INSTRUCTIONS FOR THE TASK: Set down, without alteration, the lines from the one that contains "Find the wood siding" through the final line of the material below.
─── RECORDED DATA
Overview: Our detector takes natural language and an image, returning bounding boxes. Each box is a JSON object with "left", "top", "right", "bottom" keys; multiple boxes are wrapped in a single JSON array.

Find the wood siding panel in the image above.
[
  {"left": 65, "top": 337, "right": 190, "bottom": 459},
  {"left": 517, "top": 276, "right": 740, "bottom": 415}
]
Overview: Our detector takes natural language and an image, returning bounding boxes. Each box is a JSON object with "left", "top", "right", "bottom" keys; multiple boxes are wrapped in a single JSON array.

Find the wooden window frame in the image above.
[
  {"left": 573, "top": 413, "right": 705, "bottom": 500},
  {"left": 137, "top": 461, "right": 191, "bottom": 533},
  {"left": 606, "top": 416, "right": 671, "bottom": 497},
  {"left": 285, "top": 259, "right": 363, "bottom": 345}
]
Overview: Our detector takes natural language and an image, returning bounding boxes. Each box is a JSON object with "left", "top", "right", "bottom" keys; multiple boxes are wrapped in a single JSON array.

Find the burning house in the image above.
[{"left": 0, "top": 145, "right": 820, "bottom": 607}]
──────
OUTPUT:
Find the wood siding panel in the image above.
[
  {"left": 65, "top": 337, "right": 190, "bottom": 459},
  {"left": 517, "top": 276, "right": 740, "bottom": 415}
]
Overview: Our detector takes natural language and an image, returning bounding boxes. Each box is a JSON object with "left", "top", "right", "bottom" keys; multiple boxes are wrapped in a single JSON array.

Find the wooden window frame in the image above.
[
  {"left": 573, "top": 413, "right": 705, "bottom": 500},
  {"left": 137, "top": 461, "right": 191, "bottom": 533},
  {"left": 606, "top": 416, "right": 671, "bottom": 497},
  {"left": 285, "top": 259, "right": 363, "bottom": 345}
]
Overview: Our detector takes natural language and an image, returning bounding boxes. Each box is a JSON object with "left", "top", "right", "bottom" keys; multiple boxes are wrapped in a single JSON array.

Find the burning house in the image above.
[{"left": 0, "top": 145, "right": 820, "bottom": 607}]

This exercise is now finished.